== 任务列表 ==
1. 在这篇关于hdu2389的题解中,作者说匈牙利算法会超时,改用了哪种算法?
2. 请从这篇关于hdu2389的题解最后一行之后接着往下写。

== 文档 ==

<<<<

• hdu2389二分图之Hopcroft Karp算法


    You’re giving a party in the garden of your villa by the sea. The party is a huge success, and everyone is here. It’s a warm, sunny evening, and a soothing wind sends fresh, salty air from the sea. The evening is progressing just as you had imagined. It could be the perfect end of a beautiful day. 
    But nothing ever is perfect. One of your guests works in weather forecasting. He suddenly yells, “I know that breeze! It means its going to rain heavily in just a few minutes!” Your guests all wear their best dresses and really would not like to get wet, hence they stand terrified when hearing the bad news. 
    You have prepared a few umbrellas which can protect a few of your guests. The umbrellas are small, and since your guests are all slightly snobbish, no guest will share an umbrella with other guests. The umbrellas are spread across your (gigantic) garden, just like your guests. To complicate matters even more, some of your guests can’t run as fast as the others. 
    Can you help your guests so that as many as possible find an umbrella before it starts to pour? 

    Given the positions and speeds of all your guests, the positions of the umbrellas, and the time until it starts to rain, find out how many of your guests can at most reach an umbrella. Two guests do not want to share an umbrella, however. 

    InputThe input starts with a line containing a single integer, the number of test cases. 
    Each test case starts with a line containing the time t in minutes until it will start to rain (1 <=t <= 5). The next line contains the number of guests m (1 <= m <= 3000), followed by m lines containing x- and y-coordinates as well as the speed si in units per minute (1 <= s i <= 3000) of the guest as integers, separated by spaces. After the guests, a single line contains n (1 <= n <= 3000), the number of umbrellas, followed by n lines containing the integer coordinates of each umbrella, separated by a space. 
    The absolute value of all coordinates is less than 10000. 
    OutputFor each test case, write a line containing “Scenario #i:”, where i is the number of the test case starting at 1. Then, write a single line that contains the number of guests that can at most reach an umbrella before it starts to rain. Terminate every test case with a blank line. 
    Sample Input

    2
    1
    2
    1 0 3
    3 0 3
    2
    4 0
    6 0
    1
    2
    1 1 2
    3 3 2
    2
    2 2
    4 4

    Sample Output

    Scenario #1:
    2
    
    Scenario #2:
    2
    题意:给n个人坐标速度和m个伞坐标进行匹配,转化成二分图匹配
    题解:二遍循环判断是否能到达,进行匹配,匈牙利算法会tle,用Hopcroft Karp算法(暂时还不是很理解,先背下来)
    参考的博客,图很清楚但是注释有点少http://www.cnblogs.com/penseur/archive/2013/06/16/3138981.html
    #include<map>
    #include<set>
    #include<cmath>
    #include<queue>
    #include<stack>
    #include<vector>
    #include<cstdio>
    #include<cstdlib>
    #include<cstring>
    #include<iostream>
    #include<algorithm>
    #define pi acos(-1)

>>>>

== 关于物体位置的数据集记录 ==
<<<<

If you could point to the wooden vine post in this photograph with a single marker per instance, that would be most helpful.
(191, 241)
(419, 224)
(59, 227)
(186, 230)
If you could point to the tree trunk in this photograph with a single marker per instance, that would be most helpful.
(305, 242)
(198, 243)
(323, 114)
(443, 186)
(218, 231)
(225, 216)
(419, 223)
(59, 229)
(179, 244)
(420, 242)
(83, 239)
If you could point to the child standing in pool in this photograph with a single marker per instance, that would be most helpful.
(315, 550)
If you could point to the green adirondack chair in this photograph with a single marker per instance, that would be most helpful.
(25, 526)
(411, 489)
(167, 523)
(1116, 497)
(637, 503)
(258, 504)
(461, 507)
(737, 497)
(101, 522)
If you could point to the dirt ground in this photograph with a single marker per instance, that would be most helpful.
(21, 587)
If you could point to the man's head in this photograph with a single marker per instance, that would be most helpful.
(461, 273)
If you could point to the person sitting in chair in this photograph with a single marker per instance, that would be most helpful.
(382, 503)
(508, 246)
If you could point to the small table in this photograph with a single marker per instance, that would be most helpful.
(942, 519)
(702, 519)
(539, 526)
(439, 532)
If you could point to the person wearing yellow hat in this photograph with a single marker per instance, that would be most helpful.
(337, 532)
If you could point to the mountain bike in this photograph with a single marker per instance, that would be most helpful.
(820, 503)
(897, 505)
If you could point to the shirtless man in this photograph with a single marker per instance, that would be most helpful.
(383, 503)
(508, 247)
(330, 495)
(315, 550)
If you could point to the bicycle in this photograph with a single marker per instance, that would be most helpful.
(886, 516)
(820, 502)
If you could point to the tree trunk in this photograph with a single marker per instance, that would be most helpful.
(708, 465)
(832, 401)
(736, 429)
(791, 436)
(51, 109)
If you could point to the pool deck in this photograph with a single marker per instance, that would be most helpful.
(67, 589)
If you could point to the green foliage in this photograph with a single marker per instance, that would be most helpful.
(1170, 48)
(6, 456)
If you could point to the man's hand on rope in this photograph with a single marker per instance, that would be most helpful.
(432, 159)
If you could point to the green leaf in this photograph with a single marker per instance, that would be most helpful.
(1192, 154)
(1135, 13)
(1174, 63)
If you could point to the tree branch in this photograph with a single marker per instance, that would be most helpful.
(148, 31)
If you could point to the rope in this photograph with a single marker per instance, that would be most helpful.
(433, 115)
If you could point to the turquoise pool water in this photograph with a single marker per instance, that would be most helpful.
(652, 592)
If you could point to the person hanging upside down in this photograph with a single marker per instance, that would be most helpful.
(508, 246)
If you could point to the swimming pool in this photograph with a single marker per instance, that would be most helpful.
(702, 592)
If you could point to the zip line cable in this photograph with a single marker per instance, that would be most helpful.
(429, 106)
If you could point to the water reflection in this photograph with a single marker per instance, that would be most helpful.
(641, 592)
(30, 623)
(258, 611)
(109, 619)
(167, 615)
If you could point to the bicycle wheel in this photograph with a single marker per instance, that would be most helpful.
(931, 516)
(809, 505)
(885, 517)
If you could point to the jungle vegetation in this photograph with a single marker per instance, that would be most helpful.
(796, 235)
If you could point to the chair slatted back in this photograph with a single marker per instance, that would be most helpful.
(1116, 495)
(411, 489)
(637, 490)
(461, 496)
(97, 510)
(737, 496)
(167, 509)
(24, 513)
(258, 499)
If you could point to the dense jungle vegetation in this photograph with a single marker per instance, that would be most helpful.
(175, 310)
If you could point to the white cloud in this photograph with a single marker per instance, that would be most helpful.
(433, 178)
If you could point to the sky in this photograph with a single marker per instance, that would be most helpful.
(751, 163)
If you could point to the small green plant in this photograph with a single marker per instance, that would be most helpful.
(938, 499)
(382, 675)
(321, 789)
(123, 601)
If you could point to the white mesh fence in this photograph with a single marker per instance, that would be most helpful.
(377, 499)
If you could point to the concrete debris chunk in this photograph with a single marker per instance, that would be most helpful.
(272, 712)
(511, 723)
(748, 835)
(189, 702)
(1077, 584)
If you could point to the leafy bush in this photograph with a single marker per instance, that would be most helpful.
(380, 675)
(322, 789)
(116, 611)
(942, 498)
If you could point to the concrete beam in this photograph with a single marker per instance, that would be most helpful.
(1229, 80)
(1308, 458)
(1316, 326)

>>>>

== 题目解答 ==
1. Hopcroft Karp算法。

2.
    #define ll long long
    #define mod 1000000007
    
    using namespace std;
    
    const int N=3000+5,maxn=100000+5,inf=0x3f3f3f3f;
    
    struct edge{
       int x,y,v;
    }g[N],u[N];
    
    int n,m,dis;
    bool used[N],ok[N][N];
    int mx[N],my[N];//mx保存右侧匹配点,my保存左侧匹配点
    int dx[N],dy[N];
    
    double road(edge a,edge b)
    {
        return sqrt((a.x-b.x)*(a.x-b.x)+(a.y-b.y)*(a.y-b.y));
    }
    bool searchP()//寻找增广路径集
    {
        queue<int>q;
        dis=inf;
        memset(dy,-1,sizeof dy);
        memset(dx,-1,sizeof dx);
        for(int i=1;i<=n;i++)
            if(mx[i]==-1)//将未访问过的左侧点加入队列
            {
                q.push(i);
                dx[i]=0;//距离设为0
            }
        while(!q.empty()){
            int u=q.front();
            q.pop();
            if(dx[u]>dis)break;
            for(int i=1;i<=m;i++)//取左侧点匹配到右侧
            {
                if(ok[u][i]&&dy[i]==-1)//右侧点联通且未访问
                {
                    dy[i]=dx[u]+1;//i对应距离为u对应距离+1
                    if(my[i]==-1)dis=dy[i];//i无匹配点
                    else
                    {
                        dx[my[i]]=dy[i]+1;
                        q.push(my[i]);
                    }
                }
            }
        }
        return dis!=inf;
    }
    bool dfs(int x)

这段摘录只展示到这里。